(CHALLENGE)
Extract each line below that contains the string "windshield", treating uppercase and lowercase as different.

--- start EXERCISE INPUT ---

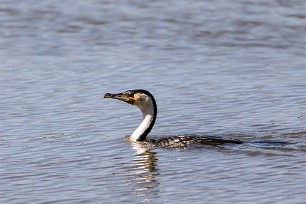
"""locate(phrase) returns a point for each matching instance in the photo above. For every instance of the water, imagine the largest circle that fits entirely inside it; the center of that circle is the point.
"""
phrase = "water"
(215, 67)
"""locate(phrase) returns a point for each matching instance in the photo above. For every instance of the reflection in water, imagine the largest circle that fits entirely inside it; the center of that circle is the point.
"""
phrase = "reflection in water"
(144, 174)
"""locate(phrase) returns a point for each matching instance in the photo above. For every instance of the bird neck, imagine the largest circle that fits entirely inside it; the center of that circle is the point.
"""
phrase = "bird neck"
(149, 112)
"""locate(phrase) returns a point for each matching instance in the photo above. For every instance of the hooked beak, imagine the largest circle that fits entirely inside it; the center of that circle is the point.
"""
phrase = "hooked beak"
(121, 96)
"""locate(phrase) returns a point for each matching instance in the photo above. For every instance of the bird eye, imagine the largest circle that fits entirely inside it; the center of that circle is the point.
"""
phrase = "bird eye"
(130, 94)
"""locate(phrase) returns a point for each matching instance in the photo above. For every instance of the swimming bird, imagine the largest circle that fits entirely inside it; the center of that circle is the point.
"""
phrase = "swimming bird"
(145, 101)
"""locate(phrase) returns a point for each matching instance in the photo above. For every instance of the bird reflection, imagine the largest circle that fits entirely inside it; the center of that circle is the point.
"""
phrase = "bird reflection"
(144, 179)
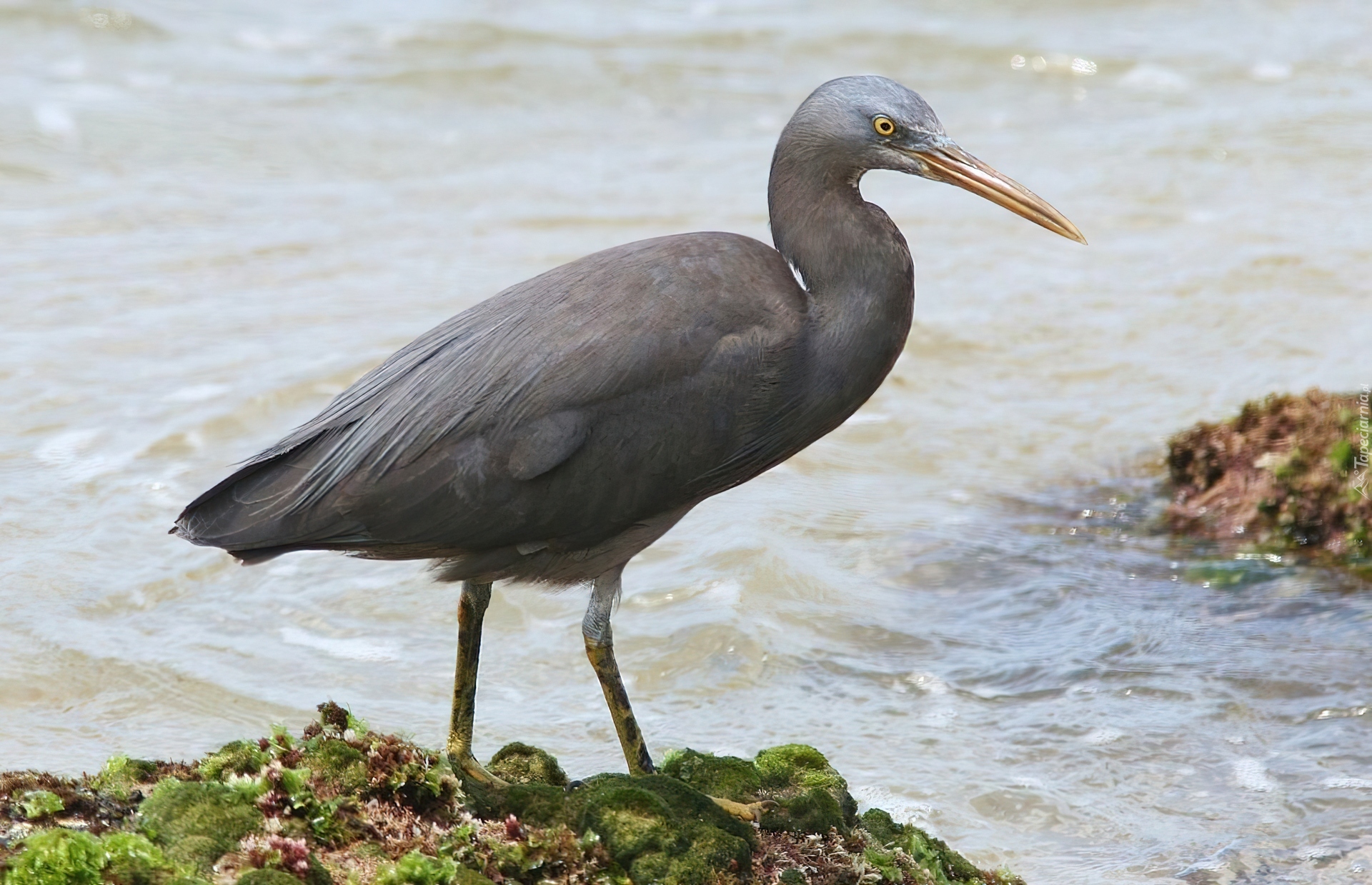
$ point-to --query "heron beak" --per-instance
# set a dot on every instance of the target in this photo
(957, 166)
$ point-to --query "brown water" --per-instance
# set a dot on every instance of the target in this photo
(216, 216)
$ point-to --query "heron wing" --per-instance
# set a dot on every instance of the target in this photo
(604, 391)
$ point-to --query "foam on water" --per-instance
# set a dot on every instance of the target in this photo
(219, 216)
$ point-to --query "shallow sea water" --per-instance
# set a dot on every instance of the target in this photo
(217, 216)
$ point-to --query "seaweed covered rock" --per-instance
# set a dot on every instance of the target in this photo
(656, 828)
(198, 822)
(1286, 474)
(808, 795)
(76, 858)
(903, 851)
(342, 803)
(520, 763)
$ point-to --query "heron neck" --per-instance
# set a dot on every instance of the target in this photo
(857, 269)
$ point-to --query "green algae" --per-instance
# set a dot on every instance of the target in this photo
(121, 774)
(417, 869)
(76, 858)
(810, 795)
(653, 828)
(899, 847)
(267, 877)
(326, 806)
(234, 758)
(40, 804)
(198, 822)
(520, 763)
(58, 858)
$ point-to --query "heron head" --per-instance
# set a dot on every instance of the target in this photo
(878, 124)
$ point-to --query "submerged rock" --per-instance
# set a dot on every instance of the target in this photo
(1287, 474)
(344, 804)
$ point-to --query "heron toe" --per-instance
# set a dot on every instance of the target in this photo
(750, 811)
(471, 769)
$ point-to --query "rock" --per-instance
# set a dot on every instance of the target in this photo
(74, 858)
(341, 801)
(198, 822)
(267, 877)
(896, 849)
(1287, 474)
(810, 795)
(520, 763)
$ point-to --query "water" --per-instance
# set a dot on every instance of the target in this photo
(216, 216)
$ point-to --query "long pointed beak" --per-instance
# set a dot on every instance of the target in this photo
(957, 166)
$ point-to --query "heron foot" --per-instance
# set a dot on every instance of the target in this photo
(750, 811)
(475, 770)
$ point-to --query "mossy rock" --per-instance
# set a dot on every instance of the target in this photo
(76, 858)
(417, 869)
(58, 858)
(810, 795)
(134, 861)
(267, 877)
(662, 831)
(943, 865)
(197, 822)
(656, 828)
(337, 763)
(726, 777)
(120, 776)
(234, 758)
(520, 763)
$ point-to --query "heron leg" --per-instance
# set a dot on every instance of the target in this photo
(471, 611)
(600, 649)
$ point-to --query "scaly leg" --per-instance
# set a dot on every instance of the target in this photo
(471, 609)
(600, 649)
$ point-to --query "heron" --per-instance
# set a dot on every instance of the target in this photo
(556, 430)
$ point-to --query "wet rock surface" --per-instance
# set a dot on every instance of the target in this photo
(344, 804)
(1287, 475)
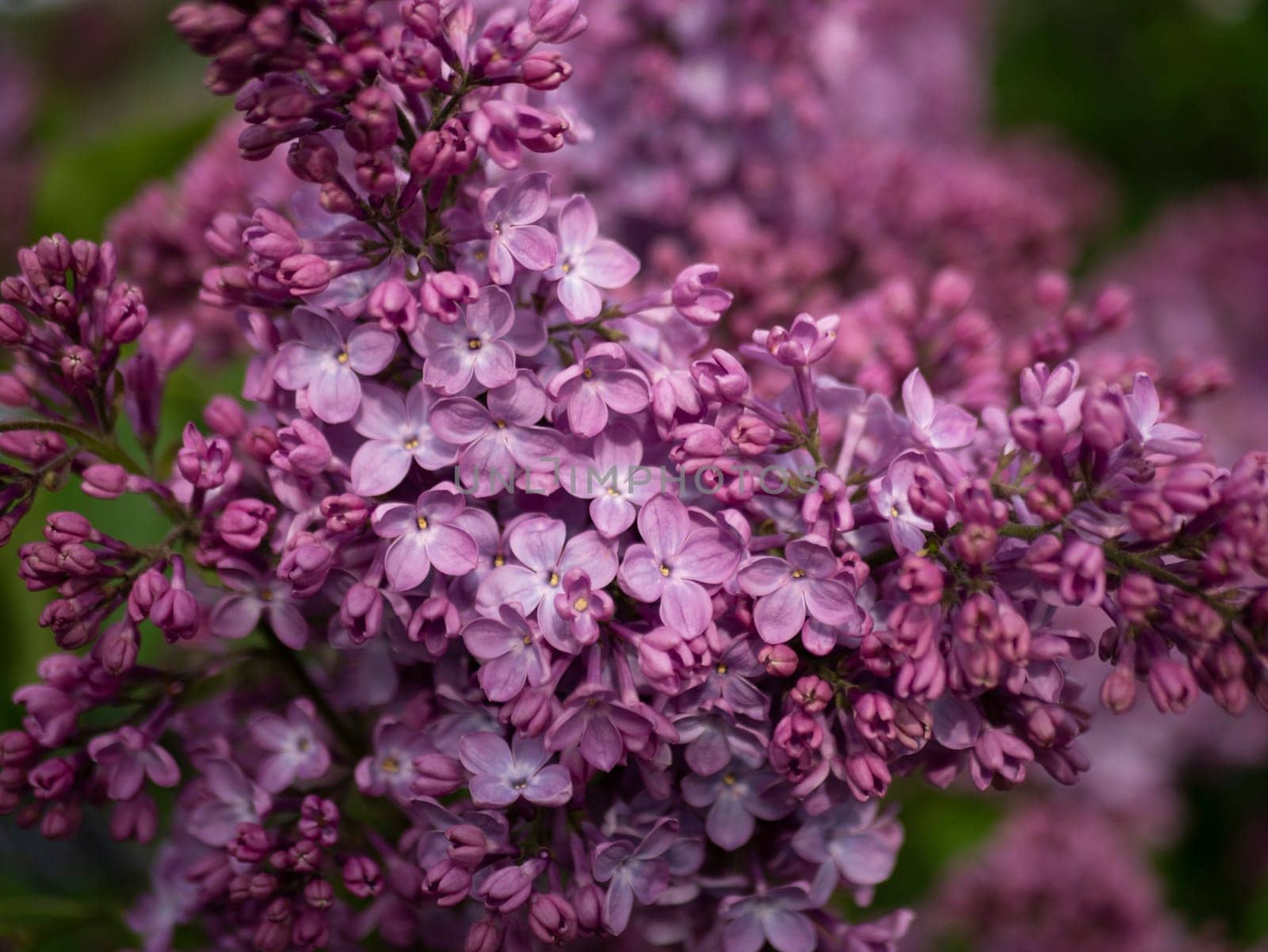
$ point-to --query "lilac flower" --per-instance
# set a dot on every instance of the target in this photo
(675, 562)
(600, 727)
(510, 652)
(790, 590)
(633, 870)
(226, 800)
(587, 262)
(507, 216)
(429, 533)
(127, 757)
(612, 484)
(735, 797)
(239, 614)
(1143, 411)
(582, 606)
(295, 743)
(390, 770)
(399, 434)
(595, 384)
(892, 499)
(855, 838)
(545, 556)
(935, 425)
(498, 438)
(775, 916)
(473, 346)
(502, 774)
(327, 365)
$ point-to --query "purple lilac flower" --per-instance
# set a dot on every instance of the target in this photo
(735, 797)
(675, 562)
(509, 216)
(399, 433)
(790, 590)
(587, 262)
(511, 654)
(473, 346)
(425, 534)
(545, 556)
(502, 774)
(295, 744)
(596, 385)
(327, 364)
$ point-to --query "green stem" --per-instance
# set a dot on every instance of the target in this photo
(292, 663)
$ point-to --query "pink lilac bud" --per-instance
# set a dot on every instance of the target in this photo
(545, 71)
(245, 522)
(314, 160)
(319, 894)
(697, 297)
(393, 306)
(441, 154)
(445, 292)
(779, 660)
(921, 579)
(483, 937)
(437, 774)
(202, 461)
(226, 417)
(812, 694)
(361, 876)
(552, 918)
(175, 614)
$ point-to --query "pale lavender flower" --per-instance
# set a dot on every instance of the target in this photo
(587, 262)
(1143, 408)
(504, 774)
(510, 653)
(935, 425)
(399, 433)
(634, 870)
(500, 436)
(891, 497)
(545, 554)
(507, 215)
(598, 383)
(675, 562)
(473, 346)
(226, 800)
(790, 590)
(127, 757)
(327, 365)
(425, 534)
(250, 598)
(295, 744)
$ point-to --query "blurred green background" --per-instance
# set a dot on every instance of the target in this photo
(1170, 95)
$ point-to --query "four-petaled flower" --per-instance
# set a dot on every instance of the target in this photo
(473, 346)
(510, 653)
(502, 774)
(587, 262)
(789, 590)
(599, 383)
(399, 433)
(676, 560)
(425, 534)
(295, 744)
(507, 215)
(327, 366)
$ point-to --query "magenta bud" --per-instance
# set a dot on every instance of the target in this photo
(779, 660)
(361, 876)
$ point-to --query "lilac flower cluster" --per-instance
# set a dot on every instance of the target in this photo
(445, 660)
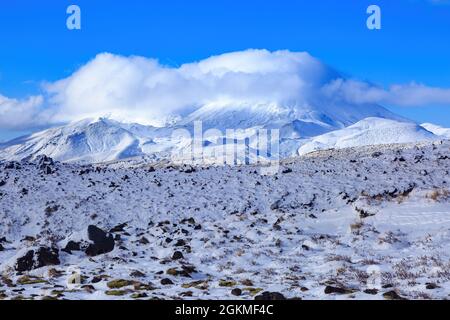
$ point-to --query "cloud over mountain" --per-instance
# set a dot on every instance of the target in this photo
(142, 90)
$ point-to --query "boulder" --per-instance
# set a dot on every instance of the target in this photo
(270, 296)
(42, 257)
(72, 246)
(101, 242)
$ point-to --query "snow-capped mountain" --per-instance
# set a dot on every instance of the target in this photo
(89, 140)
(437, 130)
(370, 131)
(103, 139)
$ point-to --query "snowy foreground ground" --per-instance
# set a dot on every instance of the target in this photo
(362, 223)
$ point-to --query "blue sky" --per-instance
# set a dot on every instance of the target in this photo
(413, 45)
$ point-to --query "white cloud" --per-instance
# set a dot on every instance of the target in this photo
(142, 90)
(405, 95)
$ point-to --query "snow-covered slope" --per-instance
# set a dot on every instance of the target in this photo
(360, 223)
(90, 140)
(370, 131)
(437, 130)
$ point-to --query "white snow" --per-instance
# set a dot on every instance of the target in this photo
(437, 130)
(359, 218)
(370, 131)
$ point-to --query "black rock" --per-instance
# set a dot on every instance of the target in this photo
(26, 262)
(177, 255)
(236, 292)
(371, 291)
(180, 243)
(118, 228)
(166, 282)
(270, 296)
(392, 295)
(47, 170)
(41, 258)
(72, 246)
(430, 286)
(47, 257)
(336, 290)
(12, 165)
(102, 242)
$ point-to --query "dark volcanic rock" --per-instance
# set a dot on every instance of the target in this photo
(166, 282)
(336, 290)
(236, 292)
(102, 242)
(270, 296)
(37, 259)
(72, 246)
(177, 255)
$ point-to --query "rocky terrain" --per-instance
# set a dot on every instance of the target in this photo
(360, 223)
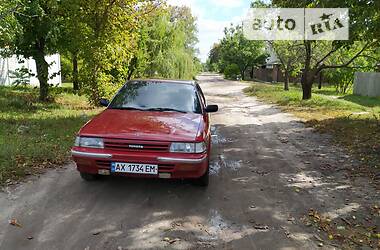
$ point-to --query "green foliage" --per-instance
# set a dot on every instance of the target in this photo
(232, 71)
(234, 48)
(320, 55)
(168, 45)
(36, 31)
(37, 135)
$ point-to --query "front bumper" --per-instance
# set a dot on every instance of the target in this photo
(170, 165)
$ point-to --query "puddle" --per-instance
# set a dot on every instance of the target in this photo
(215, 226)
(217, 164)
(215, 167)
(217, 138)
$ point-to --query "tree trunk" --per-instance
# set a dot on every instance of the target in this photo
(132, 68)
(320, 80)
(286, 83)
(42, 74)
(306, 91)
(307, 74)
(75, 71)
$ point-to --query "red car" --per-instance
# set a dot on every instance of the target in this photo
(151, 128)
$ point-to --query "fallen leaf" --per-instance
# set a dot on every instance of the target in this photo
(171, 241)
(14, 222)
(261, 227)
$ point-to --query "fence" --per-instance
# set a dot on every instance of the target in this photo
(367, 84)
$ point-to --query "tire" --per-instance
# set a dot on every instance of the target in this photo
(88, 177)
(203, 181)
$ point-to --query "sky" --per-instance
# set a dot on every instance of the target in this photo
(212, 16)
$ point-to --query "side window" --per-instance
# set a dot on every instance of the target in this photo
(201, 94)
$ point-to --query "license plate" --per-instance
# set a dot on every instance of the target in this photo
(134, 168)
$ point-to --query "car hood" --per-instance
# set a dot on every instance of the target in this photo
(143, 125)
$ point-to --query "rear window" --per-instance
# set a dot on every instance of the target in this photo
(147, 95)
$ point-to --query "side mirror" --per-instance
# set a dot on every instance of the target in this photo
(212, 108)
(104, 102)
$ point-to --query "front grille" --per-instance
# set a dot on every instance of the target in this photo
(127, 145)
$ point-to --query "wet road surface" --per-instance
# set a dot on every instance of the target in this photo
(264, 179)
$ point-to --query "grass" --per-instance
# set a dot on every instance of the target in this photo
(354, 121)
(34, 135)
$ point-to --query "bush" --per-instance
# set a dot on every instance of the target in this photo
(232, 71)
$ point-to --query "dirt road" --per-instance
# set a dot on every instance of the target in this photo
(268, 170)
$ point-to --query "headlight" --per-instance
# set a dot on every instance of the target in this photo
(180, 147)
(89, 142)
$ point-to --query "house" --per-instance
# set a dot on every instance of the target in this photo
(11, 65)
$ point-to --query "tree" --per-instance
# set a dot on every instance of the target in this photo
(236, 49)
(166, 45)
(364, 26)
(36, 34)
(214, 57)
(289, 53)
(72, 41)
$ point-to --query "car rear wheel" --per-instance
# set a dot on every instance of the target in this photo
(88, 177)
(204, 179)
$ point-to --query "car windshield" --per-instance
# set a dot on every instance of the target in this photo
(157, 96)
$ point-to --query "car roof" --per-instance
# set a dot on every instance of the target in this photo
(187, 82)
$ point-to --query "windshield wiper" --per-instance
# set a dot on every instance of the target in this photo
(166, 109)
(128, 108)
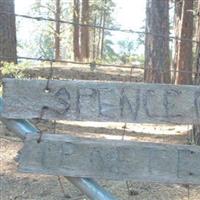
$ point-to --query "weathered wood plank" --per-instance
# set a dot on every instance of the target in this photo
(102, 101)
(108, 159)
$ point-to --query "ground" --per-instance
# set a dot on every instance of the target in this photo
(18, 186)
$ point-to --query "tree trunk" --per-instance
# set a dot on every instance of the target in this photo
(157, 63)
(57, 31)
(177, 26)
(103, 29)
(184, 50)
(8, 42)
(196, 128)
(76, 35)
(85, 47)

--- end EXERCISE INPUT ---

(SOLUTION FOR THIS PROBLEM)
$ point-to --query "car windshield" --per-instance
$ point-to --query "windshield wiper" --per-instance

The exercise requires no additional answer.